* [TASK OBJECTIVE] Collect every line of the records that contains the string "positive", copying each one in full. Match case exactly.

(Records contained in a dataset)
======
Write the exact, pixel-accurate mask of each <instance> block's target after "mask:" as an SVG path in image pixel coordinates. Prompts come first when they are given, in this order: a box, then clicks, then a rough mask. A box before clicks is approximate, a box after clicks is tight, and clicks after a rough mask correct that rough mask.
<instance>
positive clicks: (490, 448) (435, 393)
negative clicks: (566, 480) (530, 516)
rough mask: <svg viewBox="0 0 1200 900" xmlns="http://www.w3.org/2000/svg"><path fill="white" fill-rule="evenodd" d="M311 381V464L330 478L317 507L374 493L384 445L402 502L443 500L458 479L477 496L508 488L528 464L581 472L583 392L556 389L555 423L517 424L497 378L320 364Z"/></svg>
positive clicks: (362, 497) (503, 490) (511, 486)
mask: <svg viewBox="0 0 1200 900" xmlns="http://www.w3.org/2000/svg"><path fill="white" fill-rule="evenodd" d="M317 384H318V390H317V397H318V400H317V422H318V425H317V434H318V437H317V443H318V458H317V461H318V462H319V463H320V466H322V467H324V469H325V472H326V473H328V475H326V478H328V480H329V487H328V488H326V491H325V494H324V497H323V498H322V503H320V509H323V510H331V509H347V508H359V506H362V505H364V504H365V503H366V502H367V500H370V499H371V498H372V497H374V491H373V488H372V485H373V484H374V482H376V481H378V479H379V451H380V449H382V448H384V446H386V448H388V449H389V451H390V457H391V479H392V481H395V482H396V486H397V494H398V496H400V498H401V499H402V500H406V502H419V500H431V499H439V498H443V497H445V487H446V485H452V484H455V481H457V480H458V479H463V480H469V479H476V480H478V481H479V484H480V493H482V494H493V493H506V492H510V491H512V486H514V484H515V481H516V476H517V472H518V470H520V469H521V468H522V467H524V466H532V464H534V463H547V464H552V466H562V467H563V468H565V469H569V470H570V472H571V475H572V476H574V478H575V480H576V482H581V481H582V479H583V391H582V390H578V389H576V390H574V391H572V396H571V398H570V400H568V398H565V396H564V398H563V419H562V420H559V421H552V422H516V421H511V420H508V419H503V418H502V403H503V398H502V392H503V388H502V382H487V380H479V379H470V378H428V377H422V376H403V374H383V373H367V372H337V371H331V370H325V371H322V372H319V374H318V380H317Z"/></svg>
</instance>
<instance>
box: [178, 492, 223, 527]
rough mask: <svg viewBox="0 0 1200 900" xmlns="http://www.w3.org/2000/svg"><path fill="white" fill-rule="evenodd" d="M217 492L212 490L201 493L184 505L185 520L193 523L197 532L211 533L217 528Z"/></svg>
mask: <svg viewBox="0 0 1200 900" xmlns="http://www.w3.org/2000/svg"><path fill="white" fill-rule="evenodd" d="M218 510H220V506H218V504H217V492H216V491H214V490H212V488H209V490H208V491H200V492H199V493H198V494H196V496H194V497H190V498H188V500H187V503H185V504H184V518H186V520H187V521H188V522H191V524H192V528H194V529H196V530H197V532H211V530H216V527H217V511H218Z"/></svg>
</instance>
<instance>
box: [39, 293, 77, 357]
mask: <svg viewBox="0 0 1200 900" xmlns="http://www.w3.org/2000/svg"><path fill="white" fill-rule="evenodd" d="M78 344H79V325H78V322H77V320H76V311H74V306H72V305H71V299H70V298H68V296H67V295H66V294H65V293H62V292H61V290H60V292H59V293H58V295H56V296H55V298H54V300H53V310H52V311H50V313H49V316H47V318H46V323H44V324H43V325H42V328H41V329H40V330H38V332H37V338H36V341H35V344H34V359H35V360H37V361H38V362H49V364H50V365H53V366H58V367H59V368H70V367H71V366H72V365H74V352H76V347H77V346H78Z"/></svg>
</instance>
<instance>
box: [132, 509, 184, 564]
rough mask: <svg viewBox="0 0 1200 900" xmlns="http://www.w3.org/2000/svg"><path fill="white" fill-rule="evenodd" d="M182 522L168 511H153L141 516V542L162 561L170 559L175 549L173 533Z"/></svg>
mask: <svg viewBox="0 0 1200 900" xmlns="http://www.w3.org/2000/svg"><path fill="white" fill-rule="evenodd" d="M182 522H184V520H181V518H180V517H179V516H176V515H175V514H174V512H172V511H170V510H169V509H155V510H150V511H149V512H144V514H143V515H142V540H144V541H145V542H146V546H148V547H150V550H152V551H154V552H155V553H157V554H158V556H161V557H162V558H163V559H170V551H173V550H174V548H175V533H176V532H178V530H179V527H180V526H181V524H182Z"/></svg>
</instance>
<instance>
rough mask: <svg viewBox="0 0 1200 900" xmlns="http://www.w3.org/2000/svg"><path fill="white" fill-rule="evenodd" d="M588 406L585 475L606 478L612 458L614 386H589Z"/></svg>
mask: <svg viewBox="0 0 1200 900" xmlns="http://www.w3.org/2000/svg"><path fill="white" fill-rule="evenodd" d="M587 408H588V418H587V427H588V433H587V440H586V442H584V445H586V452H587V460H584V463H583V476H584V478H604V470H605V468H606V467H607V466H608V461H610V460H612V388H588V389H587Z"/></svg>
======
* [OUTPUT FOR THIS TASK]
positive clicks: (490, 448) (435, 393)
positive clicks: (362, 497) (503, 490) (511, 486)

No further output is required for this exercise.